Extracted data entries
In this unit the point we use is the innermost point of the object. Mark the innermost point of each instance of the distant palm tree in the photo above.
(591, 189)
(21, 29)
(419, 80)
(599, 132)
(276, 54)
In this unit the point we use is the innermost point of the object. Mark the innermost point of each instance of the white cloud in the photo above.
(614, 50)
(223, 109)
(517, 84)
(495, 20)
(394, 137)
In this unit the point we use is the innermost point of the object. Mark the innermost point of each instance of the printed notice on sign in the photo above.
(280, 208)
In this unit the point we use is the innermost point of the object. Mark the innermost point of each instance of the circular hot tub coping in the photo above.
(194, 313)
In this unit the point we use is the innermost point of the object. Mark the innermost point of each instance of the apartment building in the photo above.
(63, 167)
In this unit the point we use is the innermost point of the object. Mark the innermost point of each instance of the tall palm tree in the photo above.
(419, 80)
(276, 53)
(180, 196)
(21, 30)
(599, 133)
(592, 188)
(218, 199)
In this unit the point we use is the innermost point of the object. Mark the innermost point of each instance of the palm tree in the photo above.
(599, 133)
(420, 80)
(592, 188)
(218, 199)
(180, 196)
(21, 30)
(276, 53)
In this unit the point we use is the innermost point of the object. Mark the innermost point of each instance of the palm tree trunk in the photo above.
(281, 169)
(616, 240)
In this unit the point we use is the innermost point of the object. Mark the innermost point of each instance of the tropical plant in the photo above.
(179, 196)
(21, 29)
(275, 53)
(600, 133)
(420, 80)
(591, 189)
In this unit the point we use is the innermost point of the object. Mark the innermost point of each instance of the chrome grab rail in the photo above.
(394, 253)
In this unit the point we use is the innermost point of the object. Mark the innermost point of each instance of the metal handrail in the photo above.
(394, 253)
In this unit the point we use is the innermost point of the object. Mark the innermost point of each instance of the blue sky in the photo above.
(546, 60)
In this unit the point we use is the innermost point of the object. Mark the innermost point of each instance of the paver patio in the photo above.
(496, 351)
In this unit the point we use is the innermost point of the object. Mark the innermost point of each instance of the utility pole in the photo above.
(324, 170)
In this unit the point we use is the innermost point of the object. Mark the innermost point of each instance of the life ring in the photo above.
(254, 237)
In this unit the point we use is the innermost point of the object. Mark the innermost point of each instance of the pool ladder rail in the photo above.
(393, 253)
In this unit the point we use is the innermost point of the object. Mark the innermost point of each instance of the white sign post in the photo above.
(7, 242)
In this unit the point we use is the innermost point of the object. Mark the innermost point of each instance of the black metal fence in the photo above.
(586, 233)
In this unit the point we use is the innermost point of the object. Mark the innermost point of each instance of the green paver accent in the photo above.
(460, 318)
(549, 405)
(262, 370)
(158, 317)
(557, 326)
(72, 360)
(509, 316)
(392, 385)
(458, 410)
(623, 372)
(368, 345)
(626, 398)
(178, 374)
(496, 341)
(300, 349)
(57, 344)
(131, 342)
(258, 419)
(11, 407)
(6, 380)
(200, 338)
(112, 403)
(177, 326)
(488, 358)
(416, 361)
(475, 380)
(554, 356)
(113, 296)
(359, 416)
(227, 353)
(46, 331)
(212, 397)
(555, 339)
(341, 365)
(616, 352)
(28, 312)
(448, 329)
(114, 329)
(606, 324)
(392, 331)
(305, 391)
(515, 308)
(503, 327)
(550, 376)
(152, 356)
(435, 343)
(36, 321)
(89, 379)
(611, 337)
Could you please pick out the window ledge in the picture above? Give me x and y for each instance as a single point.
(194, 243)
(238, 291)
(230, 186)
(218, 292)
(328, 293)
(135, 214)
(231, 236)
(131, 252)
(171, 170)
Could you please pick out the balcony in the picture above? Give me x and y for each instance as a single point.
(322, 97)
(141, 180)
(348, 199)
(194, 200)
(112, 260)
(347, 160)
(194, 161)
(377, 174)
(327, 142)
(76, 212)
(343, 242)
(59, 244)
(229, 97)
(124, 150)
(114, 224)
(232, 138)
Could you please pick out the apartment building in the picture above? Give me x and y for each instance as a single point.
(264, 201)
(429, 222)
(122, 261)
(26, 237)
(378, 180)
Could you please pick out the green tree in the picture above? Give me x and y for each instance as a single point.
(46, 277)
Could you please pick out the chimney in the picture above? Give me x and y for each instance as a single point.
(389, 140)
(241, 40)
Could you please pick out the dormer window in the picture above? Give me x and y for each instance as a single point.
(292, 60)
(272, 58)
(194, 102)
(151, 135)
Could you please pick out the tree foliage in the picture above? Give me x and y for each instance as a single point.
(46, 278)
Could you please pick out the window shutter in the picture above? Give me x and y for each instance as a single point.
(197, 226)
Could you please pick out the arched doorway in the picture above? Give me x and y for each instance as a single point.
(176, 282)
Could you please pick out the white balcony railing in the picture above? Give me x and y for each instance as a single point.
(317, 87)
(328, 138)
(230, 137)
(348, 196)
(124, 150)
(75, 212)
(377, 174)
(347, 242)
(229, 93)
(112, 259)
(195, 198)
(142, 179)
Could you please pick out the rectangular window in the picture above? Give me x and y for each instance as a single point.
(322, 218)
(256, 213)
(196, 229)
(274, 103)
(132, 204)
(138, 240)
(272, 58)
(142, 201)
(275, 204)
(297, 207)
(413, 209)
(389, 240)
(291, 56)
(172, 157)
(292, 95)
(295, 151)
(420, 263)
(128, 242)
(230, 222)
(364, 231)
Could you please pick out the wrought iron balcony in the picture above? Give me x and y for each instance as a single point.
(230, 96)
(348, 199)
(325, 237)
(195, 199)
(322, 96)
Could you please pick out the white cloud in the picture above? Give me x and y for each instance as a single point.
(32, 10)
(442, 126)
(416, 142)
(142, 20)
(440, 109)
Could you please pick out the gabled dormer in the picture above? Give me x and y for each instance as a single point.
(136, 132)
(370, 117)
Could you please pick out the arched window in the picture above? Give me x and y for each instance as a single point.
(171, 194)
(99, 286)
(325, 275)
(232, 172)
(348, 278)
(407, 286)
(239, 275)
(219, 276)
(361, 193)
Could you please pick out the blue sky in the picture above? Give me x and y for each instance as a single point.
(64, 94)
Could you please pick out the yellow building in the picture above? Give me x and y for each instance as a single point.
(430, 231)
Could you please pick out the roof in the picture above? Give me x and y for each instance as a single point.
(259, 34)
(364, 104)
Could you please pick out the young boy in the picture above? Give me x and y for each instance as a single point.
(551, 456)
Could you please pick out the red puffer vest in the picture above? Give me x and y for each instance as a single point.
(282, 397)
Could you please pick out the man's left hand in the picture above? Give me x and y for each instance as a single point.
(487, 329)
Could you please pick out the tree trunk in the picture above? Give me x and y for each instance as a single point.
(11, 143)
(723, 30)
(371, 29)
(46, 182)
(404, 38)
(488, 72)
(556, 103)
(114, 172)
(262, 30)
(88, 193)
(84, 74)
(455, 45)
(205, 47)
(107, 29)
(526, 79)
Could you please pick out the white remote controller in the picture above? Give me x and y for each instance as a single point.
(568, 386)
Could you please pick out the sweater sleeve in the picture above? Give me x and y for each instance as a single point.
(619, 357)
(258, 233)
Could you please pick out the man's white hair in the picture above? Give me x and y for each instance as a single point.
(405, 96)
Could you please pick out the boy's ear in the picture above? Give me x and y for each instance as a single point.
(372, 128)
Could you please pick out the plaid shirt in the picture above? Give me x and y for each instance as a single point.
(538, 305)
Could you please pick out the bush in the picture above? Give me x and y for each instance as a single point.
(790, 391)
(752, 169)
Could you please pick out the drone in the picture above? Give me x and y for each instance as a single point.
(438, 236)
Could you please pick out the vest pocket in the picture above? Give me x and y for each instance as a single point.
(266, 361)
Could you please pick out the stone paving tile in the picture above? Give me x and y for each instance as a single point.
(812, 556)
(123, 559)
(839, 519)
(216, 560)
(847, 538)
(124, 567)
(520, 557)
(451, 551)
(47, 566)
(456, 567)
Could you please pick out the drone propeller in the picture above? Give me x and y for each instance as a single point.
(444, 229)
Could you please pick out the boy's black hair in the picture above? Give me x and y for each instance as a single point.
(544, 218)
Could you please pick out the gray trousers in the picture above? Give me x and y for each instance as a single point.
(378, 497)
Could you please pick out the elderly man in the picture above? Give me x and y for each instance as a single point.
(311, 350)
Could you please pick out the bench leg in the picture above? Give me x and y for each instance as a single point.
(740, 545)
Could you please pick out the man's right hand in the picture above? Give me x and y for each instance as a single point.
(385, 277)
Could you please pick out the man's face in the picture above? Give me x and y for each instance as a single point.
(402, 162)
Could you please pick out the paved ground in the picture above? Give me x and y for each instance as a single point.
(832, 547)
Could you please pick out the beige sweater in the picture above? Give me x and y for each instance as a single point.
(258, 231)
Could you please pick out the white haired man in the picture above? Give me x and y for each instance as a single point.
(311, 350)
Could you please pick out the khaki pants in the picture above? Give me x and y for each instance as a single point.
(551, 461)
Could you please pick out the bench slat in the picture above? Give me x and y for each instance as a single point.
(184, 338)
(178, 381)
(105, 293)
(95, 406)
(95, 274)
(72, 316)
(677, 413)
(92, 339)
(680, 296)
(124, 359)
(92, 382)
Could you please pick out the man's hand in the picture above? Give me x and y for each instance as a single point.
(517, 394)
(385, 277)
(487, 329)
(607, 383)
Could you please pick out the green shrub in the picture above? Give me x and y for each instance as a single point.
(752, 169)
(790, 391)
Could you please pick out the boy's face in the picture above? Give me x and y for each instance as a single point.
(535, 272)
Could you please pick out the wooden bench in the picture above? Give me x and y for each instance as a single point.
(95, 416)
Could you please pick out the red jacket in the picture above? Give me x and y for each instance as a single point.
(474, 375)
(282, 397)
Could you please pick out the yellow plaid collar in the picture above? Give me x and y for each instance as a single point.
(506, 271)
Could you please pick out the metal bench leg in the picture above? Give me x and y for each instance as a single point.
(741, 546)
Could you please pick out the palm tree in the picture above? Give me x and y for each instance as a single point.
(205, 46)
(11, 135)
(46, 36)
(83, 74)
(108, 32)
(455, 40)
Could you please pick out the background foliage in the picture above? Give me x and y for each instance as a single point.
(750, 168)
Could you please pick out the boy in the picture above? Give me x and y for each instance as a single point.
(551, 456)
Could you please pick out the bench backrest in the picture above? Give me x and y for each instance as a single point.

EXERCISE DETAILS
Every line from the one containing "Could you please pick out the yellow plaid" through the last line of the entries above must be output exactly. Leave the rest out.

COMPLETED TASK
Could you please pick out the yellow plaid collar in the picture above? Give me x and y for each instance as a single point.
(506, 271)
Could you please pick out the metal bench leg in the picture above? Give me x and y for each instance as a single point.
(741, 546)
Could you please pick out the palm tree in the picture above? Give me x and y for each instance as a single point.
(205, 46)
(11, 135)
(46, 36)
(83, 74)
(108, 32)
(455, 40)
Could you please pick out the background foliage in the picture above? Give me x and y for each instance as a single point.
(750, 168)
Could you please pick out the boy in the picture above? Give me x and y for each instance as a single point.
(551, 456)
Could you please pick out the bench backrest in the picture above? Give me x and y for each instance as a single point.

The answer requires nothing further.